This story originally ran on May 6.
Further leveraging its technology to develop and validate assays, Expression Pathology this week announced a collaboration with Toronto's Hospital for Sick Children and the University Health Network, comprised of Toronto General Hospital, Toronto Western Hospital, and Princess Margaret Hospital.
Under the terms of the deal, Expression Pathology will use its Liquid Tissue SRM proteomic assay platform to develop and validate an assay "to improve the identification of patients most likely to respond to anti-EGFR cancer drugs," the Rockville, Md., firm said in a statement.
The technology will be combined with the Hospital for Sick Children's "advanced" mass spectrometry capabilities and UHN's pathology and oncology expertise. The project, Expression Pathology said, addresses two challenges — the ability to accurately measure the EGFR protein and its activation in cancer, and the ability to do so in formalin-fixed paraffin embedded tissue, the standard form of tissue preservation used in medical facilities.
Terms of the deal were not disclosed.
The Liquid Tissue technology is a method for solubilizing and capturing the total protein content in microdissected FFPE tissue, which, while widely used in light-microscopy, is used much less frequently in proteomics research, where immunohistochemistry is the standard method for identifying tissue proteins.
However, immunohistochemistry is inappropriate for FFPE tissue because such tissue creates crosslinks that make proteins insoluble and unsuitable for routine chemical analysis. Expression Pathology's technology uses heat buffers and enzymatic digestion to undo the crosslinking in the tissues.
The partnership will also use the company's Director Laser microdissection technology for the rapid, automated collection of cancer cells from patient tissues. Meanwhile, advances in single-reaction monitoring mass spec methods allow for the accurate measurement of targeted proteins, such as EGFR, in "minute amounts of sample," Expression Pathology said.
The deal is the most recent by the company in recent months applying its technology for assay development and is "part of a broad program we have embarked on to exploit our unique ability to apply mass spectrometry to FFPE tissue," Jon Burrows, the company's vice president of R&D, said. "We are developing quantitative companion diagnostic Liquid Tissue SRM Assays for many important protein pathways targeted by existing and emerging cancer drugs."
In December, Expression Pathology and Thermo Fisher Scientific's Biomarker Research Initiatives in Mass Spectrometry center announced a collaboration to develop assays for identifying cancer protein biomarkers (PM 12/18/09). A month earlier Expression Pathology licensed non-exclusive rights to its Liquid Tissue patent to the Mayo Clinic for the diagnosis of amyloidosis in FFPE (PM 11/20/09).
A year ago, biotechnology and therapeutics firm Abraxis Biosciences gave the company a $6.5 million shot in the arm to continue developing pharmacogenomic clinical assays on the Liquid Tissue technology (PM 04/23/09).

### Data supplied
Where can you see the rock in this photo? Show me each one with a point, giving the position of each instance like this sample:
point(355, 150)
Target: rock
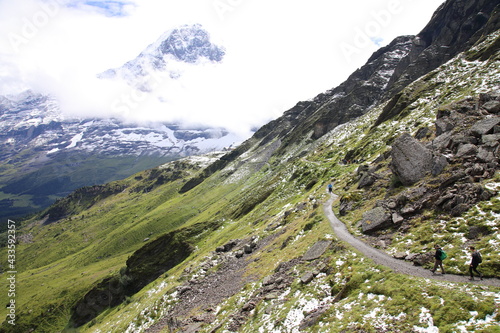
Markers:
point(467, 150)
point(376, 219)
point(248, 248)
point(396, 218)
point(442, 141)
point(411, 161)
point(367, 180)
point(317, 250)
point(485, 126)
point(438, 164)
point(485, 155)
point(491, 139)
point(476, 231)
point(443, 125)
point(307, 277)
point(422, 259)
point(248, 306)
point(268, 280)
point(400, 255)
point(492, 106)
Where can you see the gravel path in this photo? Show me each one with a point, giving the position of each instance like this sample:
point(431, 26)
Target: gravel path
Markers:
point(382, 258)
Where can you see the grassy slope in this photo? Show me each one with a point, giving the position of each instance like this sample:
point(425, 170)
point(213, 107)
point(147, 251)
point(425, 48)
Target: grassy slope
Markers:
point(81, 250)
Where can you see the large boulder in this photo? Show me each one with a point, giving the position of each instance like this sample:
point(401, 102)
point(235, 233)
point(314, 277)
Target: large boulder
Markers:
point(411, 160)
point(376, 219)
point(485, 126)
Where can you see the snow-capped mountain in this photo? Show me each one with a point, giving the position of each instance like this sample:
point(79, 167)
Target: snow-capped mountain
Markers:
point(46, 154)
point(35, 121)
point(188, 44)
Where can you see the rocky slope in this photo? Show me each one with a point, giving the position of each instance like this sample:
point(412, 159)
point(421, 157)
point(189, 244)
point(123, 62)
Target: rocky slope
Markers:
point(240, 242)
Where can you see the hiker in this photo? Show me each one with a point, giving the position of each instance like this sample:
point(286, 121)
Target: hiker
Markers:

### Explore the material
a) Return the passage of the Expression Pathology article from "Terms of the deal were" to "in the tissues.", copied word for word.
b) In the Expression Pathology article, what does the company's technology use to undo the crosslinking in tissues?
Work from the Expression Pathology article alone.

### Expected outputs
a)
Terms of the deal were not disclosed.
The Liquid Tissue technology is a method for solubilizing and capturing the total protein content in microdissected FFPE tissue, which, while widely used in light-microscopy, is used much less frequently in proteomics research, where immunohistochemistry is the standard method for identifying tissue proteins.
However, immunohistochemistry is inappropriate for FFPE tissue because such tissue creates crosslinks that make proteins insoluble and unsuitable for routine chemical analysis. Expression Pathology's technology uses heat buffers and enzymatic digestion to undo the crosslinking in the tissues.

b) Heat buffers and enzymatic digestion.